[SOURCE MATERIAL Boundary: Start]

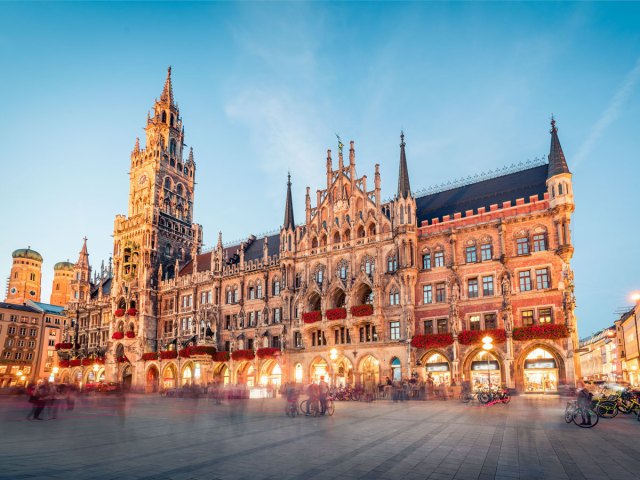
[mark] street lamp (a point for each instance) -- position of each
(487, 344)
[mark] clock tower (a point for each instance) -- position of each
(157, 236)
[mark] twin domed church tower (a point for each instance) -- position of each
(360, 290)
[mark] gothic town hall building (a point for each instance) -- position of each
(360, 289)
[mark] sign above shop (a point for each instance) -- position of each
(540, 363)
(482, 365)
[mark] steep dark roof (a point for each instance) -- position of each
(253, 252)
(506, 188)
(557, 162)
(404, 189)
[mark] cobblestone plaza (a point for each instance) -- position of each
(160, 438)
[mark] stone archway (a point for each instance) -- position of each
(530, 368)
(152, 379)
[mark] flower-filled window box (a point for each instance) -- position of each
(336, 313)
(549, 331)
(474, 337)
(432, 340)
(312, 317)
(168, 354)
(221, 357)
(362, 310)
(269, 352)
(243, 354)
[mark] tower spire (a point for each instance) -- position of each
(404, 189)
(557, 162)
(167, 92)
(288, 209)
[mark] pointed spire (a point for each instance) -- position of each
(557, 162)
(167, 92)
(404, 189)
(288, 209)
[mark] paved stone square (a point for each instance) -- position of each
(160, 438)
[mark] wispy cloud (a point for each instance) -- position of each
(610, 114)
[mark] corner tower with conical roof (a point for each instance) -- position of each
(26, 277)
(560, 189)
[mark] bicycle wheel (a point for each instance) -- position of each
(585, 418)
(607, 409)
(330, 407)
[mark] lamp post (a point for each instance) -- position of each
(487, 344)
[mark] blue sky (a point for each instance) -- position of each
(264, 87)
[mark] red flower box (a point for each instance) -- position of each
(337, 313)
(268, 352)
(362, 310)
(432, 340)
(549, 331)
(474, 337)
(243, 354)
(168, 354)
(312, 317)
(221, 356)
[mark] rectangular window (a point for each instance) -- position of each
(487, 286)
(428, 326)
(490, 321)
(527, 318)
(471, 254)
(523, 245)
(525, 281)
(544, 315)
(542, 278)
(486, 252)
(427, 294)
(539, 242)
(394, 330)
(472, 288)
(443, 325)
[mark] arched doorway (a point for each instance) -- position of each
(221, 374)
(540, 371)
(396, 369)
(438, 366)
(484, 370)
(153, 379)
(169, 376)
(319, 368)
(370, 369)
(271, 374)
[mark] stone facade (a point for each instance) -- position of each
(360, 290)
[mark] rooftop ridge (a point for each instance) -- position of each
(479, 177)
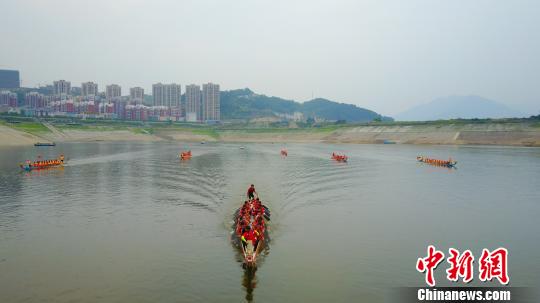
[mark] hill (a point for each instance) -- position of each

[SOURCE MATERIAL Boundary: End]

Repeat every entry above precisely, leaving each picture out.

[mark] street lamp (a point for each instance) -- position of each
(487, 344)
[mark] clock tower (a point for each instance) -- position of each
(157, 236)
[mark] twin domed church tower (a point for each instance) -- position of each
(360, 290)
[mark] gothic town hall building (a point for each instance) -- position of each
(360, 289)
[mark] sign above shop (a point for each instance) -- position of each
(540, 363)
(482, 365)
[mark] steep dark roof (a point for each instance) -- position of each
(253, 252)
(506, 188)
(557, 162)
(404, 189)
[mark] cobblestone plaza (a point for each instance) -- position of each
(160, 438)
[mark] stone archway (a point for each instance) -- position of each
(530, 368)
(152, 379)
[mark] flower-filled window box (a point for each instance) -- position of each
(336, 313)
(549, 331)
(474, 337)
(432, 340)
(312, 317)
(168, 354)
(221, 357)
(362, 310)
(269, 352)
(243, 354)
[mark] tower spire (a point for each instance) -- position of each
(404, 189)
(557, 162)
(167, 92)
(288, 209)
[mark] pointed spire (a point for each instance) -- position of each
(557, 162)
(167, 92)
(404, 189)
(288, 209)
[mark] paved stone square (a point for each instance) -- position of each
(160, 438)
[mark] wispy cloud (a point for each instance) -- position of each
(610, 114)
[mark] corner tower with conical roof (a point for each instance) -- position of each
(26, 277)
(560, 189)
[mark] bicycle wheel (a point for each instance) -- position of each
(585, 418)
(607, 409)
(330, 407)
[mark] lamp post (a point for each instance) -- position of each
(487, 344)
[mark] blue sky (a point for each instance) -- position of each
(264, 87)
[mark] red flower box (a point for each instance) -- position of each
(337, 313)
(268, 352)
(362, 310)
(432, 340)
(549, 331)
(474, 337)
(243, 354)
(168, 354)
(312, 317)
(221, 356)
[mark] rectangular window (a point for each instance) -- position of each
(487, 286)
(428, 326)
(490, 321)
(527, 318)
(471, 254)
(523, 245)
(525, 281)
(544, 315)
(542, 278)
(486, 252)
(427, 294)
(539, 242)
(394, 330)
(472, 288)
(443, 325)
[mark] arched doorway (a point for each instance) -- position of each
(221, 374)
(540, 371)
(396, 369)
(438, 366)
(484, 370)
(153, 379)
(169, 376)
(319, 368)
(370, 369)
(271, 374)
[mark] stone facade (a point for each instance) -- position of each
(360, 290)
[mark] rooftop ridge (a point for each instance) -- position of each
(479, 177)
[mark] hill (a point for each instance) -- position of each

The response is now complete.